#### Supplied text:
+===+

Keywords: Vertical ground reactions force, Center of mass, Descent velocity, Knee kinetics, Kinematics
1. Introduction
Bounce rope-skip is a simple, high-intensity aerobic activity practiced across most parts of the world; among children, adolescents and youth. Although it is a common leisure activity; it is a less common competitive sport. It involves repeated jumping, bouncing or skipping across a length of rope. The three phases of rope-skip i.e. take-off, flight and landing demand co-ordination between various body segments combining angular momentum and vertical displacement of body (Trecroci et al., 2015). Take –off is a preparatory phase in which both feet leave contact with ground. Flight is an airborne phase, where the rope passes underneath the feet. Landing is the loading phase, where both feet re-establish contact with ground (Lee, 2010). Bounce rope-skip is known to improve speed, agility, balance, strength, power, dynamic balance and cardio respiratory endurance (Ozer et al., 2011; Solis, 1988) and is used extensively as a warm-up exercise prior to several sports.

+===+

#### Record excerpts:

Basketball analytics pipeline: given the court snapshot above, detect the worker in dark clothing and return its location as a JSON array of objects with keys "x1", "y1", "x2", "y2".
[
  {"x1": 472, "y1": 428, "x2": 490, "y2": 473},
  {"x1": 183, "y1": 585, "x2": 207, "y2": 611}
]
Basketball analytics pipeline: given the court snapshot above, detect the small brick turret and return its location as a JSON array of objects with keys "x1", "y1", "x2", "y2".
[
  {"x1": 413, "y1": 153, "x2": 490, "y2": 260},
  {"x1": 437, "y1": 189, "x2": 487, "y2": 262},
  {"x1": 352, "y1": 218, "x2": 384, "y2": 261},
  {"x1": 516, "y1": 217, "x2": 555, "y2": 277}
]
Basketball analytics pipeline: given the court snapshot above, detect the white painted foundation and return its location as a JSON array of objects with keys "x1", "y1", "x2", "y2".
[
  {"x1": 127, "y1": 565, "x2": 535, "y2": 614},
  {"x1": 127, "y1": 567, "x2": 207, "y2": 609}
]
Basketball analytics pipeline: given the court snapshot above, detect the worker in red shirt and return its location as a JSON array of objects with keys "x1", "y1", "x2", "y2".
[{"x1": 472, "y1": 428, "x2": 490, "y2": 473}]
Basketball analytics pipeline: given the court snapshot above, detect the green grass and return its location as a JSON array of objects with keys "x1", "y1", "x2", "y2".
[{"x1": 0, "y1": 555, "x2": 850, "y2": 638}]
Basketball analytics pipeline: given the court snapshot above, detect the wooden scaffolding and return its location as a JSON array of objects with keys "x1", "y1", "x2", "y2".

+===+

#### Problem set:
**1.** In the text on bounce rope-skip, what happens during the flight phase?
**2.** Continue the text on bounce rope-skip, picking up after its last sentence.

#### Results for each task:
**1.** The body is airborne and the rope passes underneath the feet.

**2.**
Walking and running are other commonly practiced aerobic activities which achieve similar health benefits and improve athletic performance. Walking is most conventional and widely practiced low intensity, aerobic, weight bearing activity performed by all age groups for various health benefits. On other hand, running is a high-intensity aerobic weight bearing activity, gaining increasing popularity in last few decades. Alternate training sessions of either running or high intensity walking are known to improve aerobic capacity and muscular endurance (Fiuza-Luces et al., 2018). Additionally, these weight bearing activities generate moderate repeated tensile forces on lower extremity encouraging bone remodeling (Hong et al., 2018). An appropriate dose of running confers enormous health benefits such as-weight reduction and reduction of risk of non-communicable diseases (Williams et al., 2013).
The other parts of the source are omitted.